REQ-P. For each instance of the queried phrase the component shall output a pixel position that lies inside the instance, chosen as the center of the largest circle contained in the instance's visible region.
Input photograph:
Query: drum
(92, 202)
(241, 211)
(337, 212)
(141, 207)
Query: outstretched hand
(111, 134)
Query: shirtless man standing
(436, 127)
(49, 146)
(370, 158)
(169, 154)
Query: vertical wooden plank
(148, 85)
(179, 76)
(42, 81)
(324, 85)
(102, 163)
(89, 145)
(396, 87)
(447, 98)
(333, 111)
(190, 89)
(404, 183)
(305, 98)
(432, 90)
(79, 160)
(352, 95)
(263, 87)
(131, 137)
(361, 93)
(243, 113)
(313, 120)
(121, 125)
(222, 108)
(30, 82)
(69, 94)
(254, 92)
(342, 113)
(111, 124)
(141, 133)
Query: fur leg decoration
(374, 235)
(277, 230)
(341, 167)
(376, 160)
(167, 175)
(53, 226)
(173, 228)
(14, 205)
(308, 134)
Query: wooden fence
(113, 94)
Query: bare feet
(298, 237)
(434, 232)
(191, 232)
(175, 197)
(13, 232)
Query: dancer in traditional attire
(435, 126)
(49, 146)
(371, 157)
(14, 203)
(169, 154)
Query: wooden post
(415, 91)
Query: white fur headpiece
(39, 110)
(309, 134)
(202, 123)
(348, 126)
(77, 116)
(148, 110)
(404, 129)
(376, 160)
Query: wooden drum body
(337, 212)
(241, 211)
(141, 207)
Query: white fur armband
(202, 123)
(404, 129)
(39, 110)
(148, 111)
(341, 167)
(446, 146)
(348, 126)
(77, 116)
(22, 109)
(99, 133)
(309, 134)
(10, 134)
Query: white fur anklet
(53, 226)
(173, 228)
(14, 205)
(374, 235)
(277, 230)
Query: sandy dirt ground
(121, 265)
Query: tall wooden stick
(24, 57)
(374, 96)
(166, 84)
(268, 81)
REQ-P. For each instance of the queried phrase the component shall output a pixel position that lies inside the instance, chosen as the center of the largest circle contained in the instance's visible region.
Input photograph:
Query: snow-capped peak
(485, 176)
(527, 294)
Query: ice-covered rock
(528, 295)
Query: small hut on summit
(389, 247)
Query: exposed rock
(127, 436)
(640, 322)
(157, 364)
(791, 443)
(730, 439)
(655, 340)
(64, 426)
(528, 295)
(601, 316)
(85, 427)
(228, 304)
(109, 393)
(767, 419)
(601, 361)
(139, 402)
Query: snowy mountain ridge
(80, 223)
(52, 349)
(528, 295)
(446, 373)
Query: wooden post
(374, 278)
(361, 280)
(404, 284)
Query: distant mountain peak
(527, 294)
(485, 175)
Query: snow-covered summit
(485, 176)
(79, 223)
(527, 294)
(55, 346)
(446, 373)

—————

• **Description of the task**: Quote all of the material above word for word, from its first line to its last.

• **Result**:
REQ-P. For each instance of the queried phrase the component shall output a pixel position that lies inside the instance, chosen as the center of the largest circle contained in the instance's visible region.
Input photograph:
Query: drum
(92, 202)
(241, 211)
(337, 212)
(141, 207)
Query: outstretched hand
(111, 134)
Query: shirtless man standing
(436, 127)
(49, 146)
(370, 158)
(169, 154)
Query: vertical wooden plank
(148, 85)
(179, 76)
(42, 81)
(324, 85)
(102, 163)
(89, 145)
(396, 87)
(447, 98)
(333, 111)
(190, 89)
(404, 183)
(305, 98)
(432, 90)
(79, 160)
(352, 95)
(263, 87)
(131, 137)
(361, 93)
(243, 113)
(313, 120)
(121, 125)
(222, 108)
(30, 82)
(69, 94)
(254, 92)
(342, 113)
(111, 124)
(141, 133)
Query: fur leg decoration
(374, 235)
(277, 230)
(341, 167)
(376, 160)
(167, 175)
(53, 226)
(173, 228)
(14, 205)
(308, 134)
Query: wooden fence
(113, 94)
Query: bare feet
(298, 237)
(434, 232)
(191, 232)
(175, 197)
(13, 232)
Query: dancer in traditional attire
(435, 126)
(49, 146)
(371, 157)
(14, 203)
(169, 154)
Query: wooden post
(415, 91)
Query: white fur headpiece
(39, 110)
(309, 134)
(202, 123)
(348, 126)
(77, 116)
(148, 110)
(404, 129)
(376, 160)
Query: wooden drum body
(337, 212)
(241, 211)
(141, 207)
Query: white fur armband
(202, 123)
(404, 129)
(39, 110)
(148, 111)
(341, 167)
(446, 146)
(348, 126)
(77, 116)
(22, 109)
(99, 133)
(309, 134)
(10, 134)
Query: white fur anklet
(53, 226)
(173, 228)
(14, 205)
(374, 235)
(277, 230)
Query: sandy dirt ground
(121, 265)
Query: tall wooden stick
(24, 57)
(374, 96)
(166, 84)
(268, 81)
REQ-P. For each instance of the queried phrase the component shall output a pixel position that lies inside the instance, chosen as the center of the largest circle contained in the instance's visible region.
Input photograph:
Query: snow-capped peak
(485, 176)
(527, 294)
Query: ice-covered rock
(528, 295)
Query: small hut on summit
(389, 247)
Query: exposed rock
(127, 436)
(640, 322)
(157, 364)
(791, 443)
(730, 439)
(655, 340)
(64, 426)
(528, 295)
(601, 316)
(85, 427)
(228, 304)
(109, 393)
(767, 419)
(601, 361)
(139, 402)
Query: snowy mountain ridge
(80, 223)
(52, 349)
(528, 295)
(446, 373)
Query: wooden post
(374, 278)
(361, 280)
(404, 284)
Query: distant mountain peak
(527, 294)
(485, 175)
Query: snow-covered summit
(485, 176)
(79, 223)
(527, 294)
(55, 346)
(446, 373)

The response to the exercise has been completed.